» **GOALS**
**A)** Return each line of the records that contains the string "vintage", treating uppercase and lowercase as different.
**B)** Write what comes next in the passage on the summary judgment standard, starting after its final sentence.

» **SOURCE TEXT**
● ● ● ● ● ● ●

Under Federal Rule of Civil Procedure 56(c), summary judgment is proper "if the pleadings, the discovery and disclosure materials on file, and any affidavits show that there is no genuine issue as to any material fact and that the movant is entitled to judgment as a matter of law." Fed.R.Civ.P. 56(c). The moving party bears the burden of establishing that there is no genuine issue of material fact. Celotex Corp. v. Catrett, 477 U.S. 317, 330 n. 2, 106 S.Ct. 2548, 91 L.Ed.2d 265 (1986). The court must view the facts and all inferences to be drawn therefrom in the light most favorable to the non-moving party. Matsushita Elec. Indus. Co., Ltd. v. Zenith Radio Corp., 475 U.S. 574, 587, 106 S.Ct. 1348, 89 L.Ed.2d 538 (1986); Burchett v. Kiefer, 310 F.3d 937, 942 (6th Cir.2002). To establish a genuine issue as to the existence of a particular element, the non-moving party must point to evidence in the record upon which a reasonable finder of fact could find in its favor. Anderson v. Liberty Lobby, Inc., 477 U.S. 242, 248, 106 S.Ct. 2505, 91 L.Ed.2d 202 (1986). The genuine issue must also be material; that is, it must involve facts that might affect the outcome of the suit under the governing law. Id.

● ● ● ● ● ● ●

Point labeling records
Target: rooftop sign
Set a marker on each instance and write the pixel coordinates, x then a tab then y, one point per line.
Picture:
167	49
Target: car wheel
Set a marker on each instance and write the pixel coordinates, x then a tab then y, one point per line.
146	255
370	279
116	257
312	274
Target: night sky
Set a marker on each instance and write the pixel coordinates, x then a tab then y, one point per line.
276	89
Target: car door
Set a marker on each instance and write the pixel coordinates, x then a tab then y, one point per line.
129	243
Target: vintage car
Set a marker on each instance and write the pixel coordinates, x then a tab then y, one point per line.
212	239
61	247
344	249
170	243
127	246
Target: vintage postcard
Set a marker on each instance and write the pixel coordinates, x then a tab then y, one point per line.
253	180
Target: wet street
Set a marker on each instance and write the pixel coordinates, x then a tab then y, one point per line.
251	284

● ● ● ● ● ● ●

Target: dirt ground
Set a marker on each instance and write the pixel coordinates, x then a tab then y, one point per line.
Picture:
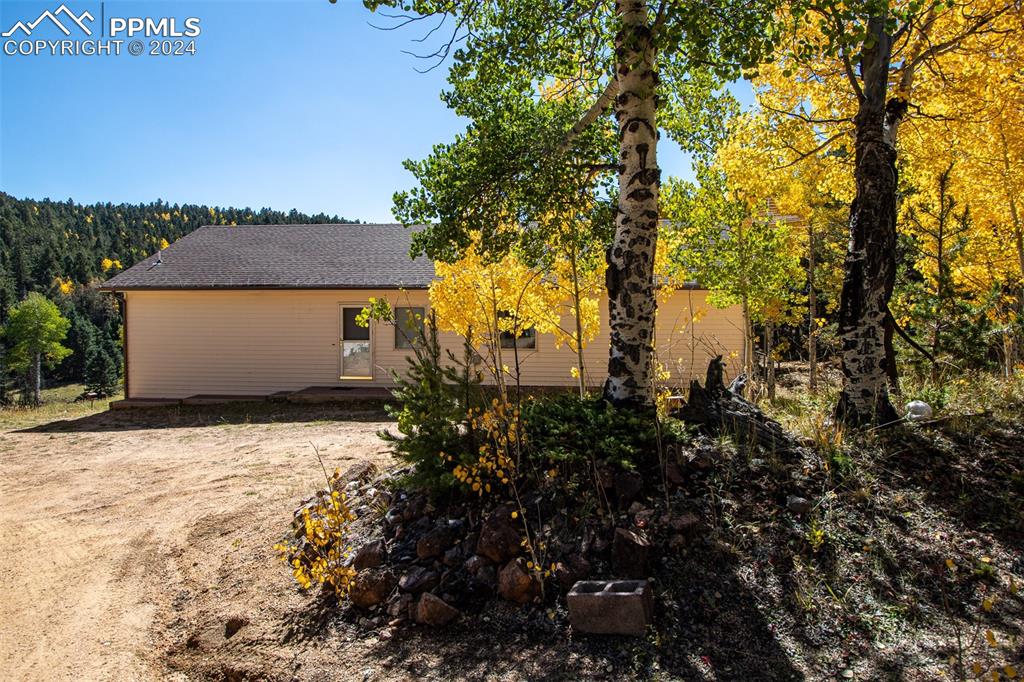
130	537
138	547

● ● ● ● ● ● ●

» **RESPONSES IN ORDER**
**A)**
Target: vintage car
Target: vintage postcard

**B)**
The judge's function at the point of summary judgment is limited to determining whether sufficient evidence has been presented to make the issue of fact a proper question for the fact finder. Id. at 249, 106 S.Ct. 2505. The judge does not weigh the evidence, judge the credibility of witnesses, nor determine the truth of the matter. Id. Thus, "[t]he inquiry performed is the threshold inquiry of determining whether there is the need for trial-whether, in other words, there are any genuine factual issues that properly can be resolved only by a finder of fact because they may reasonably be resolved in favor of either party." Id. at 250, 106 S.Ct. 2505.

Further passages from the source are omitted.